# Task details:
Give each line of the rows below as a Markdown table with the columns "Number" and "Row text": one table row per line, numbered in order, with blank lines and the pictures omitted.

# Provided entries:
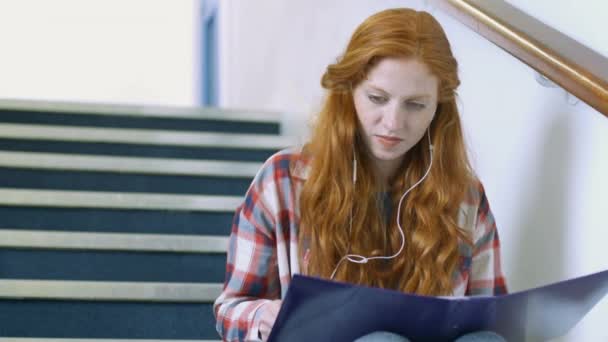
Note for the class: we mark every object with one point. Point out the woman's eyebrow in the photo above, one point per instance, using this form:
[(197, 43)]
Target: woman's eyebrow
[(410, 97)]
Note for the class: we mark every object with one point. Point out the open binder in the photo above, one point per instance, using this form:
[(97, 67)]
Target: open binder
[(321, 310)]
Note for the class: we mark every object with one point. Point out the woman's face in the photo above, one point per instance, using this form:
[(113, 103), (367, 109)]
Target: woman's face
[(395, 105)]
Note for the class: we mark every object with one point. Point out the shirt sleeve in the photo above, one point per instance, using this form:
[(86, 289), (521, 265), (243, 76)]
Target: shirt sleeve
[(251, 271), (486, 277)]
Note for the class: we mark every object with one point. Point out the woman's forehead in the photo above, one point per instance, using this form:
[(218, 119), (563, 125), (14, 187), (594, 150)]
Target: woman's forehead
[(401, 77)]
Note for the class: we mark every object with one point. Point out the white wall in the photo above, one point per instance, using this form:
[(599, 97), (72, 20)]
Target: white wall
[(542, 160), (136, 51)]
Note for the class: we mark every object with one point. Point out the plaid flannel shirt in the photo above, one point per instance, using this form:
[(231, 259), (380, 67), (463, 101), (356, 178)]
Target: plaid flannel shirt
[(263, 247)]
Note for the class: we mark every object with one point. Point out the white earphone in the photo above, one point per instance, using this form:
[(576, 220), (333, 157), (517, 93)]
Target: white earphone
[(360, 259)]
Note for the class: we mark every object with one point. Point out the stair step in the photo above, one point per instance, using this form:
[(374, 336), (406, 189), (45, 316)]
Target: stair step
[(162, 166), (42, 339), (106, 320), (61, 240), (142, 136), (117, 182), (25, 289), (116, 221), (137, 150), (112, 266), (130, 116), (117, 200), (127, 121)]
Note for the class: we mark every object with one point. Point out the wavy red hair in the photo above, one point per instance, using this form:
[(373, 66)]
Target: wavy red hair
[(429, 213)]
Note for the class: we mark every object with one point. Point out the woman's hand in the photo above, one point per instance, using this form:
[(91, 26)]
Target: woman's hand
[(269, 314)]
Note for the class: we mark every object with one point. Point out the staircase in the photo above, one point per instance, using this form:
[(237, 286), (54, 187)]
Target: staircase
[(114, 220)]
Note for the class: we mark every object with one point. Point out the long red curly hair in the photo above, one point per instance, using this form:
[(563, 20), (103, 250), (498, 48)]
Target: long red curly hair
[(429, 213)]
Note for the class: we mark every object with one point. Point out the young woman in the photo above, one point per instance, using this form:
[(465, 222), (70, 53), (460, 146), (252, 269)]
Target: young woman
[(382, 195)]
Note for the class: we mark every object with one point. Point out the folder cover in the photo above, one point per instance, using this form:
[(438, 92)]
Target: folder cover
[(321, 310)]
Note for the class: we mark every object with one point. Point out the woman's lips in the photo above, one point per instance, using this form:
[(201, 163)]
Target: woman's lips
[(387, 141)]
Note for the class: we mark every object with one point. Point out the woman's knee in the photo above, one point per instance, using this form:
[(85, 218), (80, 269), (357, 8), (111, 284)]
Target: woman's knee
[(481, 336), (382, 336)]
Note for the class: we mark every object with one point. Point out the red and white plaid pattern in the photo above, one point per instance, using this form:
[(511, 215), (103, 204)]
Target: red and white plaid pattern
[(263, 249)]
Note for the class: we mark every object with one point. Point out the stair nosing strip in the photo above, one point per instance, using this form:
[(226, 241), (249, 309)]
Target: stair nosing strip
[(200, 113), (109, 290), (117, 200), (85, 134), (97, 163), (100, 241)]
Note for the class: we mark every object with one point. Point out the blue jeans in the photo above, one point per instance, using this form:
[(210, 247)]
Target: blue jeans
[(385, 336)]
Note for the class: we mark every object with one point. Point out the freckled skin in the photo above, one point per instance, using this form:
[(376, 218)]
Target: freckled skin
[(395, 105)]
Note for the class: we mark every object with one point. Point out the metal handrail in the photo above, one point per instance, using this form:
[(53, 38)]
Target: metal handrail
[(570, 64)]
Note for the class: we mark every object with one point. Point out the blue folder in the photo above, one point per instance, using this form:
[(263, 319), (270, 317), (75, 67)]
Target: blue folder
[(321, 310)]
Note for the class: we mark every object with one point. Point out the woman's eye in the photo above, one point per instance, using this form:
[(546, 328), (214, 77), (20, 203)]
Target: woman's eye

# Response to this exercise:
| Number | Row text |
|---|---|
| 1 | Note for the class: we mark every object with one point. Point out the woman's eyebrow in the photo above, one point per instance, using this form: |
| 2 | [(197, 43)] |
| 3 | Target: woman's eyebrow |
| 4 | [(410, 97)] |
| 5 | Note for the class: we mark every object with one point. Point out the open binder in the photo above, one point per instance, using this form: |
| 6 | [(97, 67)] |
| 7 | Target: open binder |
| 8 | [(321, 310)] |
| 9 | Note for the class: we mark every object with one point. Point out the woman's face in the photo above, one point per instance, using this form: |
| 10 | [(113, 103), (367, 109)] |
| 11 | Target: woman's face |
| 12 | [(395, 105)] |
| 13 | Note for the class: we mark every object with one point. Point out the shirt sleeve in the photo above, one point per instance, using this form: |
| 14 | [(86, 289), (521, 265), (243, 76)] |
| 15 | Target: shirt sleeve |
| 16 | [(251, 271), (486, 277)] |
| 17 | Note for the class: we mark every object with one point. Point out the woman's forehead in the photo above, one point per instance, using this form: |
| 18 | [(218, 119), (563, 125), (14, 187), (594, 150)] |
| 19 | Target: woman's forehead |
| 20 | [(401, 77)] |
| 21 | Note for the class: we mark every object with one point. Point out the white wall in the photo above, one point per instance, using this form: |
| 22 | [(599, 97), (72, 20)] |
| 23 | Target: white wall |
| 24 | [(542, 160), (136, 51)] |
| 25 | Note for the class: we mark every object with one point. Point out the plaid flannel shirt in the photo above, one point per instance, using this form: |
| 26 | [(231, 259), (380, 67), (463, 101), (356, 178)] |
| 27 | Target: plaid flannel shirt |
| 28 | [(263, 247)] |
| 29 | Note for the class: we mark every object with one point. Point out the white earphone in the photo above, one point per instance, using this form: |
| 30 | [(576, 220), (333, 157), (517, 93)] |
| 31 | Target: white earphone |
| 32 | [(360, 259)] |
| 33 | Note for the class: we mark every object with one point. Point out the stair step in the photo above, one point per instance, using this form: |
| 34 | [(374, 336), (406, 189), (45, 316)] |
| 35 | Target: stair step |
| 36 | [(162, 166), (42, 339), (106, 320), (61, 240), (142, 136), (117, 182), (25, 289), (116, 221), (137, 150), (112, 266), (130, 116), (117, 200), (127, 121)] |
| 37 | Note for the class: we mark every object with one point. Point out the wavy red hair in the photo above, one point per instance, using this form: |
| 38 | [(373, 66)] |
| 39 | Target: wavy red hair |
| 40 | [(429, 213)] |
| 41 | Note for the class: we mark every object with one point. Point out the woman's hand in the photo above, one point per instance, using this form: |
| 42 | [(91, 26)] |
| 43 | Target: woman's hand |
| 44 | [(269, 314)] |
| 45 | Note for the class: we mark every object with one point. Point out the staircase in the photo above, one point per instance, using this form: |
| 46 | [(237, 286), (54, 187)] |
| 47 | Target: staircase |
| 48 | [(114, 220)] |
| 49 | Note for the class: we mark every object with one point. Point out the long red curly hair in the photo above, one point per instance, using this form: |
| 50 | [(563, 20), (103, 250), (498, 48)] |
| 51 | Target: long red curly hair |
| 52 | [(429, 213)] |
| 53 | Note for the class: we mark every object with one point. Point out the young woman in the photo above, one point per instance, using this form: |
| 54 | [(465, 222), (70, 53), (460, 146), (252, 269)] |
| 55 | Target: young woman |
| 56 | [(382, 195)] |
| 57 | Note for the class: we mark every object with one point. Point out the folder cover in the photo above, one point per instance, using this form: |
| 58 | [(438, 92)] |
| 59 | Target: folder cover |
| 60 | [(321, 310)] |
| 61 | Note for the class: we mark every object with one point. Point out the woman's lips in the photo above, one point per instance, using this form: |
| 62 | [(201, 163)] |
| 63 | Target: woman's lips |
| 64 | [(387, 141)] |
| 65 | Note for the class: we mark every object with one point. Point out the woman's knee in the photo above, one point per instance, using this form: |
| 66 | [(85, 218), (80, 269), (357, 8), (111, 284)] |
| 67 | Target: woman's knee |
| 68 | [(481, 336), (382, 336)] |
| 69 | Note for the class: we mark every object with one point. Point out the red and white plaid pattern in the photo above, one point per instance, using this form: |
| 70 | [(511, 215), (103, 204)] |
| 71 | Target: red and white plaid pattern |
| 72 | [(263, 249)] |
| 73 | Note for the class: we mark every object with one point. Point out the stair nosing strip in the photo above, one point per instance, using this form: |
| 74 | [(226, 241), (249, 309)] |
| 75 | Target: stair nosing strip |
| 76 | [(200, 113), (109, 290), (117, 200), (85, 134), (97, 163), (100, 241)] |
| 77 | Note for the class: we mark every object with one point. Point out the blue jeans in the photo above, one point per instance, using this form: |
| 78 | [(210, 247)] |
| 79 | Target: blue jeans |
| 80 | [(385, 336)] |
| 81 | Note for the class: we mark every object with one point. Point out the freckled skin in the photo above, one point per instance, using this form: |
| 82 | [(376, 218)] |
| 83 | Target: freckled skin |
| 84 | [(395, 105)] |
| 85 | Note for the class: we mark every object with one point. Point out the metal handrail in the photo above, one point per instance, using this form: |
| 86 | [(53, 38)] |
| 87 | Target: metal handrail |
| 88 | [(570, 64)] |
| 89 | Note for the class: we mark every object with one point. Point out the blue folder in the photo above, one point per instance, using this form: |
| 90 | [(263, 319), (270, 317), (75, 67)] |
| 91 | Target: blue folder |
| 92 | [(321, 310)] |
| 93 | Note for the class: we mark every object with one point. Point out the woman's eye in the photo above, one point per instance, using this form: |
| 94 | [(546, 328), (214, 77), (20, 203)] |
| 95 | Target: woman's eye |